■ WHAT IS BEING ASKED ■
Using the data below, show every line where the word "penguin" occurs.

DATA FOR ANALYSIS below:

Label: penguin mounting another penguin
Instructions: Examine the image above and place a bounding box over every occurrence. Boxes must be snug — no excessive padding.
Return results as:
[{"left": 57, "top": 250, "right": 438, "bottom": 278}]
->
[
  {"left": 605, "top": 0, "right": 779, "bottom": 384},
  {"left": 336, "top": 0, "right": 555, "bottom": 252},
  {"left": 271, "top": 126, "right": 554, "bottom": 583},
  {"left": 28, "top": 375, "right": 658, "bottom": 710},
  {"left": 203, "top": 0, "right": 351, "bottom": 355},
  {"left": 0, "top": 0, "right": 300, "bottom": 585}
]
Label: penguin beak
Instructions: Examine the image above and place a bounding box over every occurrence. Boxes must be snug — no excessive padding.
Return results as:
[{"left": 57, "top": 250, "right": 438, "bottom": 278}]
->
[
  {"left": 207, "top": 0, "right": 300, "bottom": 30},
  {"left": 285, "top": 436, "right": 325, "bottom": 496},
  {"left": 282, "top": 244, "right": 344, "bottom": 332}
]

End of DATA FOR ANALYSIS.
DATA FOR ANALYSIS below:

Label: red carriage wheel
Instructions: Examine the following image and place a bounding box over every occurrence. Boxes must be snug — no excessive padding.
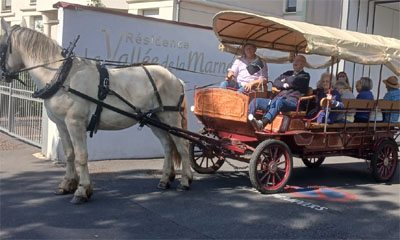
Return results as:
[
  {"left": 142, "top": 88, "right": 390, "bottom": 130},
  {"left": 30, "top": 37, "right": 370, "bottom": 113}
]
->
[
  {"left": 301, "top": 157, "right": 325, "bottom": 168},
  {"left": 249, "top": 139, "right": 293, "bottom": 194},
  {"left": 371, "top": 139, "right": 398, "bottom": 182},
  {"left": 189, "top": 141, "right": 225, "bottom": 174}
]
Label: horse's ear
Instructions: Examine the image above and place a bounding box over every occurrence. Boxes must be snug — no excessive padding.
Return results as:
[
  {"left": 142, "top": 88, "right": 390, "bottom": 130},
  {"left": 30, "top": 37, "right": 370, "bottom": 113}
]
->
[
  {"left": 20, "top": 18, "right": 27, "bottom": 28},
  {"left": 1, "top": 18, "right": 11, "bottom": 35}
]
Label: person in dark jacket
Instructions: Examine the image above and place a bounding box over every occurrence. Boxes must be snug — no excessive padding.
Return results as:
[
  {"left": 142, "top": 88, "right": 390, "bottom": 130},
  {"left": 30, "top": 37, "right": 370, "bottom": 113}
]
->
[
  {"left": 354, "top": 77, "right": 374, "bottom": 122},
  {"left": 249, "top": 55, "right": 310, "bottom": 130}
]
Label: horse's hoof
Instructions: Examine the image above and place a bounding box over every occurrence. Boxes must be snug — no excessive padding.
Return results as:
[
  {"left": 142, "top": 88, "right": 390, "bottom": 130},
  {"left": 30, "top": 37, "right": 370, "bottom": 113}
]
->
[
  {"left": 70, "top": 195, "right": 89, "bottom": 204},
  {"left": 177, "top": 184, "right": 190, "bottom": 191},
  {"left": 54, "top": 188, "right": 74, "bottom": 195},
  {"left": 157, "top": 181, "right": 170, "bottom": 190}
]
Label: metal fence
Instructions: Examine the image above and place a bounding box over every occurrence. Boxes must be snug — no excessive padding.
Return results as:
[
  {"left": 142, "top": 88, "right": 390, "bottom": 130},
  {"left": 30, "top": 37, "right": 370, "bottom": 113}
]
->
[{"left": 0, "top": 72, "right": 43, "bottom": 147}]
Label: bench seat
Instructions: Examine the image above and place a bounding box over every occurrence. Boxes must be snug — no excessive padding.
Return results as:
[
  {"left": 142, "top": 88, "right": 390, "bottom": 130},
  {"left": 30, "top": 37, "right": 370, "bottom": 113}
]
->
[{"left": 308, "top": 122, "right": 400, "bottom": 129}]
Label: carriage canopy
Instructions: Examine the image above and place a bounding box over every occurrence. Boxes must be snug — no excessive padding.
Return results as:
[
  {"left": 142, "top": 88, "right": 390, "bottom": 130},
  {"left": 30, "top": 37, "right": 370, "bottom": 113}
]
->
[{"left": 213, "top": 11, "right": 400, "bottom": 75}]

End of DATA FOR ANALYSIS.
DATA FOR ANALYSIS below:

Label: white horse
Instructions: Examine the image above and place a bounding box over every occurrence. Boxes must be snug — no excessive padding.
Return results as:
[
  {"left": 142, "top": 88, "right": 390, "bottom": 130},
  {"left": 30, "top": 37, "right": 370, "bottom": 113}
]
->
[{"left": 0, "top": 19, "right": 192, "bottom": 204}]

End of DATA FOR ANALYSIS.

■ RESULT ■
Label: penguin mounting another penguin
Label: penguin beak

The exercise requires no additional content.